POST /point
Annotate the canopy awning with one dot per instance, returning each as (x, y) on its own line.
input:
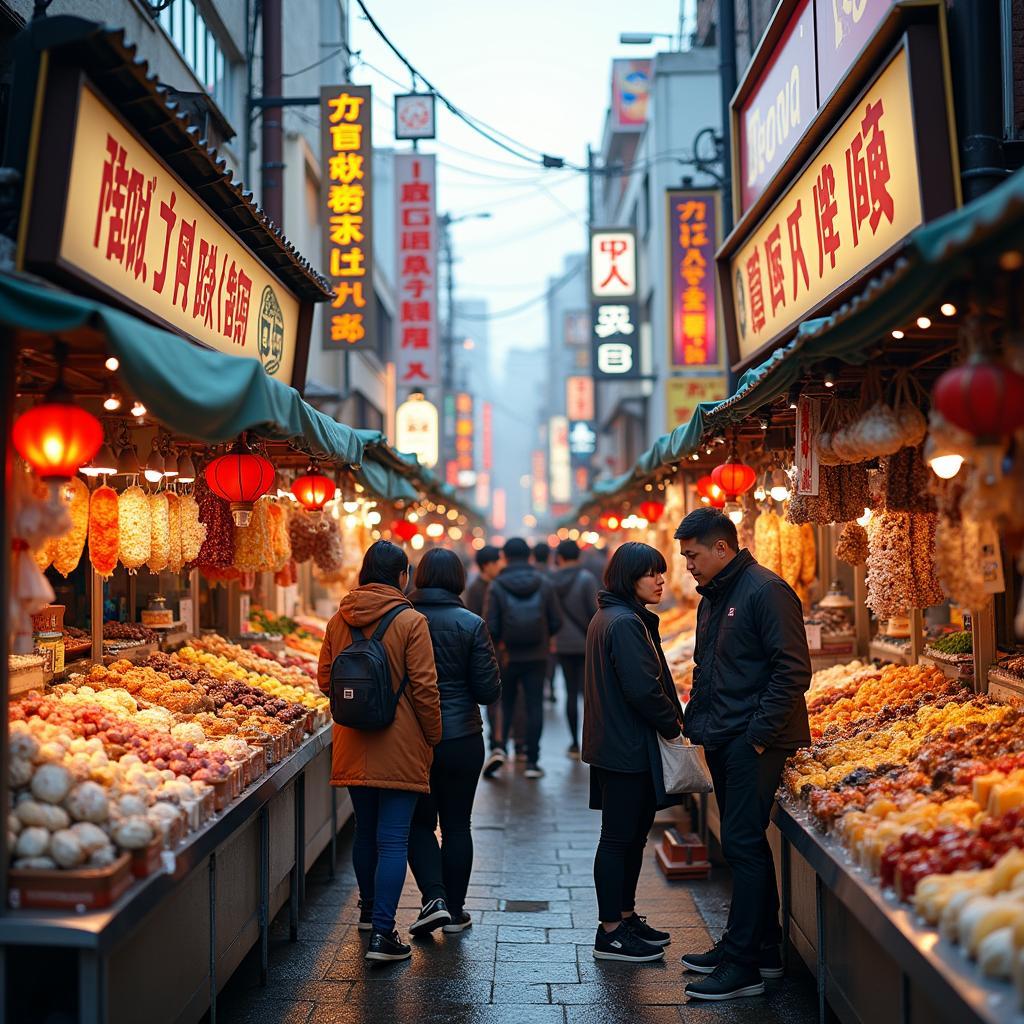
(195, 392)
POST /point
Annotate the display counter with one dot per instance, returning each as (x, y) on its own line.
(209, 905)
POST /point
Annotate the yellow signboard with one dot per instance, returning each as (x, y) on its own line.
(856, 200)
(684, 393)
(133, 228)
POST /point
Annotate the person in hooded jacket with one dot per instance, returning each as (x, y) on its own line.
(629, 700)
(467, 677)
(388, 769)
(521, 611)
(577, 590)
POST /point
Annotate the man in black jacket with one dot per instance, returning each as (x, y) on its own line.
(521, 611)
(748, 710)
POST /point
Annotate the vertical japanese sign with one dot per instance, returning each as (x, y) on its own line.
(559, 464)
(614, 327)
(856, 200)
(693, 230)
(346, 150)
(416, 343)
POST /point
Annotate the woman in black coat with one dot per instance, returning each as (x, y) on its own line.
(467, 678)
(629, 698)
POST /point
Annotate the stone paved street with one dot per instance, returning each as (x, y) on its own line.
(527, 957)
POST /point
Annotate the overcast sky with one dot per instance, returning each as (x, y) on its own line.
(538, 71)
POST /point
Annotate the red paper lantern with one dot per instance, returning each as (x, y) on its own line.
(983, 397)
(56, 438)
(313, 489)
(240, 477)
(733, 477)
(651, 510)
(404, 529)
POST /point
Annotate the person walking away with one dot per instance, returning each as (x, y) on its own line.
(489, 561)
(629, 700)
(748, 710)
(467, 677)
(577, 590)
(542, 559)
(386, 769)
(522, 613)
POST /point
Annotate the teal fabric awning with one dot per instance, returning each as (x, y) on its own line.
(195, 392)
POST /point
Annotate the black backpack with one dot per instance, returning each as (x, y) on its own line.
(361, 694)
(523, 620)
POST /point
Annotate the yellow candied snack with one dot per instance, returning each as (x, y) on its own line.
(68, 549)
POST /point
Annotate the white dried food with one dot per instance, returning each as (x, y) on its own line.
(90, 837)
(66, 848)
(132, 834)
(87, 802)
(33, 842)
(51, 783)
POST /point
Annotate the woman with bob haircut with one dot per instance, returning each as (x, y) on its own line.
(385, 770)
(467, 678)
(629, 699)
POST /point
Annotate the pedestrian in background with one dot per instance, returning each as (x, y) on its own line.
(387, 769)
(467, 677)
(748, 710)
(522, 614)
(629, 700)
(577, 590)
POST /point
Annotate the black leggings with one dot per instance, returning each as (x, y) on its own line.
(442, 871)
(628, 808)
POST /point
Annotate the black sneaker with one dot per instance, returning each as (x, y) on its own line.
(727, 981)
(769, 963)
(459, 923)
(495, 760)
(639, 927)
(431, 916)
(386, 946)
(366, 916)
(623, 944)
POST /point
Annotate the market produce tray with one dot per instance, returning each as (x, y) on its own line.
(935, 964)
(79, 890)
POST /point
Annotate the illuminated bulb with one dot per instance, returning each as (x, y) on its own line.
(946, 466)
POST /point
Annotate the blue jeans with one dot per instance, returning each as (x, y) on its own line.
(381, 848)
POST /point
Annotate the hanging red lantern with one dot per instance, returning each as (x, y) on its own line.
(240, 477)
(733, 477)
(313, 489)
(982, 396)
(651, 510)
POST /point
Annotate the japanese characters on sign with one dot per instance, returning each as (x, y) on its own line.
(859, 196)
(693, 227)
(416, 340)
(347, 197)
(683, 394)
(417, 430)
(135, 229)
(559, 464)
(580, 397)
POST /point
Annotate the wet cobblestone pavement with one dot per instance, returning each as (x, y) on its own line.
(527, 957)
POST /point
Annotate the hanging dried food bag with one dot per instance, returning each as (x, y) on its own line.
(134, 531)
(103, 530)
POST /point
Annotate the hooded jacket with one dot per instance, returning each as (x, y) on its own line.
(467, 669)
(752, 663)
(629, 696)
(577, 592)
(521, 582)
(398, 757)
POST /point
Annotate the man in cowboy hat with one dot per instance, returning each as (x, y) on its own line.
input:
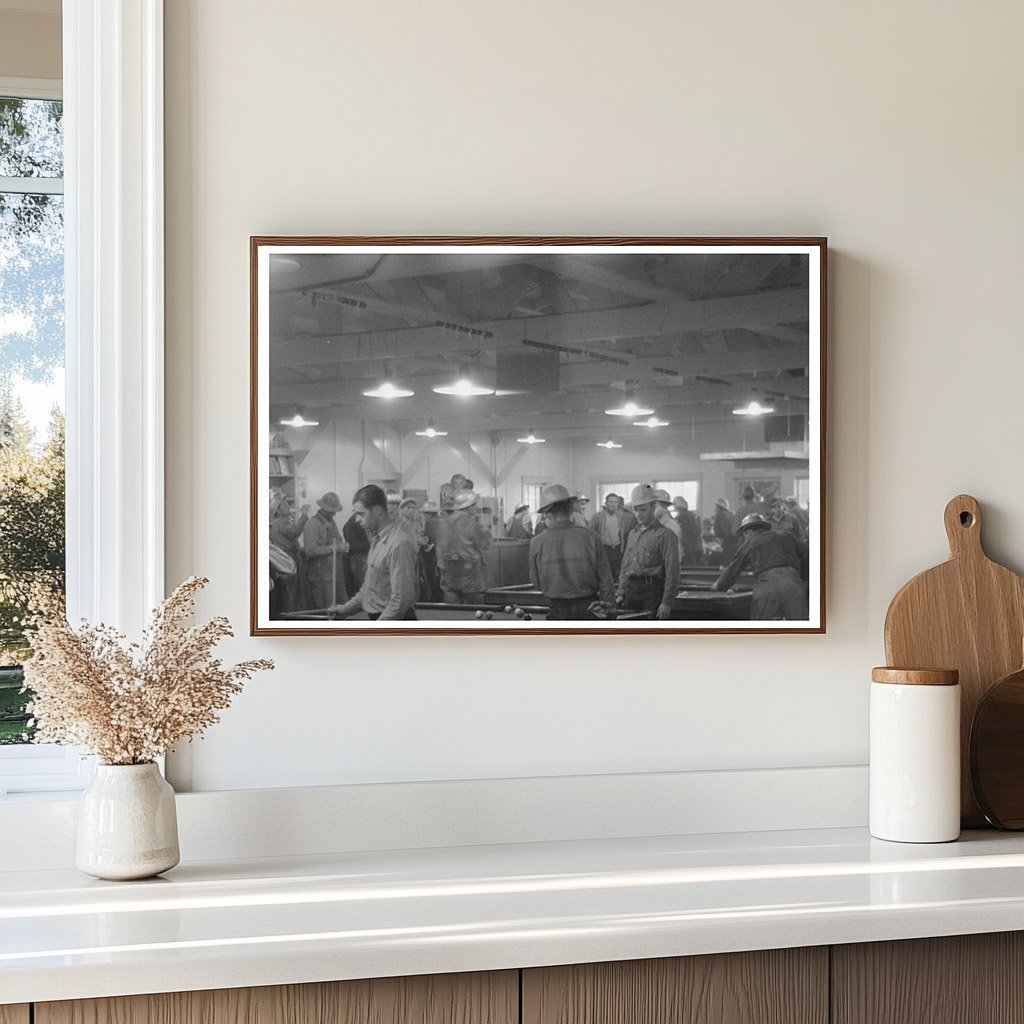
(323, 544)
(611, 526)
(285, 532)
(580, 503)
(428, 553)
(724, 527)
(390, 588)
(649, 577)
(689, 527)
(662, 505)
(775, 560)
(519, 527)
(566, 561)
(461, 553)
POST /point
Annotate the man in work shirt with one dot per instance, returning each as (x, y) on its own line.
(649, 577)
(567, 563)
(461, 554)
(777, 562)
(389, 589)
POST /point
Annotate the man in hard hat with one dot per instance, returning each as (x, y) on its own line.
(322, 544)
(649, 576)
(689, 527)
(778, 567)
(389, 590)
(567, 563)
(461, 552)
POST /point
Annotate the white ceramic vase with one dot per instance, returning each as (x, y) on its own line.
(127, 825)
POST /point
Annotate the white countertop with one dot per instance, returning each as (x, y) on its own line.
(287, 920)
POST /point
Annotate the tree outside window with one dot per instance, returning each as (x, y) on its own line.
(32, 429)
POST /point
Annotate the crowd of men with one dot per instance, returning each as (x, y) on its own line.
(392, 553)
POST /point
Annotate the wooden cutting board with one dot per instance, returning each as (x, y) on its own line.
(967, 613)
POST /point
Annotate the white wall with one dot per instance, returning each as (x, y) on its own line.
(30, 43)
(894, 129)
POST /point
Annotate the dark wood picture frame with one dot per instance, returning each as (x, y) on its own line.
(598, 291)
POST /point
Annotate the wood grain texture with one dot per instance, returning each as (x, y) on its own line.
(773, 986)
(996, 753)
(915, 677)
(491, 997)
(964, 979)
(967, 613)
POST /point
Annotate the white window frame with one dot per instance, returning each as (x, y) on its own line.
(114, 323)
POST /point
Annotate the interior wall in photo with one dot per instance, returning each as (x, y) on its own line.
(894, 130)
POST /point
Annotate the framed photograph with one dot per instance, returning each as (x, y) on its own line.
(538, 435)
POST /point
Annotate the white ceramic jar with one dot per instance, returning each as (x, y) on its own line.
(915, 755)
(127, 823)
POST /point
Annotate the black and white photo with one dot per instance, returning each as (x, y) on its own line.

########################################

Print all the lines above exactly as they are, but without the pictures.

POST /point
Annotate the canopy awning with one dot per instance, returning each as (x, y) on its own line.
input:
(195, 392)
POST /point
Annotate the display counter with one dot per instance, returning each as (x, y) on its own line.
(209, 905)
POST /point
Annotate the yellow signboard with one dot per instance, returning each as (x, y) on its own line.
(856, 200)
(684, 393)
(133, 228)
POST /point
Annotate the person in hooded jacket with one dot per instance, returning each as (x, y) on its own line.
(629, 700)
(467, 677)
(388, 769)
(521, 611)
(577, 590)
POST /point
Annotate the man in black jacket with one dot per instance, returning each as (x, y) on its own line.
(521, 611)
(748, 710)
POST /point
Annotate the vertical japanese sign with one dot per instance, returning each as (x, y) on its own line.
(559, 464)
(614, 327)
(856, 200)
(693, 230)
(346, 150)
(416, 343)
POST /point
Annotate the woman in black coat with one dot per instance, returning each as (x, y) on its own line.
(467, 678)
(629, 698)
POST /point
Annotate the stone paved street with one dot per instance, returning each as (x, y) on its own line.
(527, 957)
POST /point
Annotate the overcast sky with one dot per instance, returning each as (x, y) on its own line.
(538, 71)
POST /point
Annotate the red paper lantern with one dot per instance, returning each as (x, y) on its own line.
(983, 397)
(56, 438)
(313, 489)
(240, 477)
(733, 477)
(651, 510)
(404, 529)
POST /point
Annotate the person walking away with one dot per instance, returning each as (x, y) on its own line.
(489, 561)
(629, 700)
(748, 710)
(467, 677)
(577, 590)
(542, 559)
(386, 769)
(522, 613)
POST /point
Annotate the teal fabric awning with one dot per instance, returning each as (x, y) on its own line.
(195, 392)
POST /point
Annotate the black backpack with one dot per instance, returning each as (x, y) on its own line.
(361, 694)
(523, 620)
POST /point
Annotate the yellow candied snack with one dot per instance, returning each as (x, y) on its own line.
(68, 549)
POST /point
Annotate the white dried food with one dot per instance, returning each as (x, y) on its own line.
(90, 837)
(66, 848)
(132, 834)
(87, 802)
(33, 842)
(51, 783)
POST /point
Annotate the woman with bob haircut with one dot per instance, returning each as (x, y) on its own line.
(385, 770)
(467, 678)
(629, 699)
POST /point
Annotate the pedestrian in background with one dot per instance, returning each as (x, y) on its own line.
(387, 769)
(467, 677)
(748, 710)
(522, 614)
(629, 700)
(577, 590)
POST /point
Annotate the black leggings with one dot per instance, returning each as (x, y) on its own line.
(442, 871)
(628, 808)
POST /point
Annotate the black sneaker with one dot per instance, returning each as (x, y) on its own line.
(727, 981)
(769, 963)
(459, 923)
(495, 760)
(639, 927)
(431, 916)
(386, 946)
(366, 916)
(623, 944)
POST /point
Annotate the market produce tray with one dot per instance, returning each as (x, y) on its own line.
(935, 964)
(79, 890)
POST /point
Annotate the illuminated bulb with one dot per instance, returning each as (x, y) on its own line.
(946, 466)
POST /point
Annotate the blue jeans with one dot per instance, returning each as (x, y) on its own line.
(381, 848)
POST /point
Annotate the hanging red lantern with one dot per instance, returning each as (x, y) on its own line.
(240, 477)
(733, 477)
(313, 489)
(982, 396)
(651, 510)
POST /point
Annotate the japanese characters on sign with one dot per instance, returning each as (x, y) on its own line.
(859, 196)
(693, 227)
(416, 340)
(347, 197)
(683, 394)
(417, 430)
(135, 229)
(559, 464)
(580, 397)
POST /point
Annotate the wet cobblestone pavement with one dot per instance, returning each as (x, y) on its own line.
(527, 957)
POST /point
Annotate the hanging dried food bag with one dot per instance, returning each as (x, y) on its own line.
(134, 531)
(103, 530)
POST /point
Annotate the hooded jacket with one dot per instance, returning each as (x, y) on its own line.
(467, 669)
(752, 663)
(629, 696)
(577, 592)
(521, 582)
(398, 757)
POST /point
Annotate the man in cowboy hat with one dot per instance, returning each as (x, y) on its own line.
input:
(323, 544)
(611, 526)
(285, 532)
(580, 503)
(428, 553)
(724, 527)
(390, 588)
(649, 577)
(689, 527)
(662, 505)
(775, 560)
(519, 527)
(566, 561)
(461, 553)
POST /point
Annotate the man in work shirt with one dot per instance, returning each as (x, y) on its own line.
(649, 577)
(567, 563)
(461, 554)
(777, 562)
(389, 589)
POST /point
Annotate the man in hard hat with one dot per instance, returning each as (x, y) on its own line.
(322, 544)
(649, 576)
(689, 527)
(778, 567)
(389, 590)
(567, 563)
(461, 552)
POST /point
Annotate the white ceramic vase with one dot per instance, returning each as (x, y) on its own line.
(127, 825)
POST /point
Annotate the white countertop with one dot per instance, returning each as (x, y) on its own line.
(287, 920)
POST /point
Annotate the tree outside window with one dot per instance, returning each as (x, y) on its own line.
(32, 429)
POST /point
Annotate the crowd of men with one dot per instance, returning each as (x, y) on its own line.
(392, 553)
POST /point
Annotate the wooden cutting board with one dot per instance, returning each as (x, y) on its own line.
(967, 613)
POST /point
Annotate the white wall with one dot per instance, returning each as (x, y) on its own line.
(30, 43)
(894, 129)
POST /point
Annotate the dark wood picture frame with one dot per instance, returning each as (x, y) on its own line.
(598, 291)
POST /point
Annotate the wood grain texture with one dot per instance, returning each as (x, y) on its own line.
(773, 986)
(996, 753)
(915, 677)
(491, 997)
(964, 979)
(967, 613)
POST /point
Annotate the white window frame with one dot per instance, returning each as (x, y) on its own line.
(114, 323)
POST /point
Annotate the interior wall in photo with one dot per instance, returning each as (x, y) on its own line.
(894, 130)
POST /point
Annotate the framed photograph with one dot per instance, returning each as (x, y) on its own line.
(538, 435)
POST /point
Annotate the white ceramic jar with one dot per instance, returning each as (x, y) on its own line.
(915, 755)
(127, 823)
POST /point
Annotate the black and white photo with one dot per instance, returning each as (x, y) on its own line.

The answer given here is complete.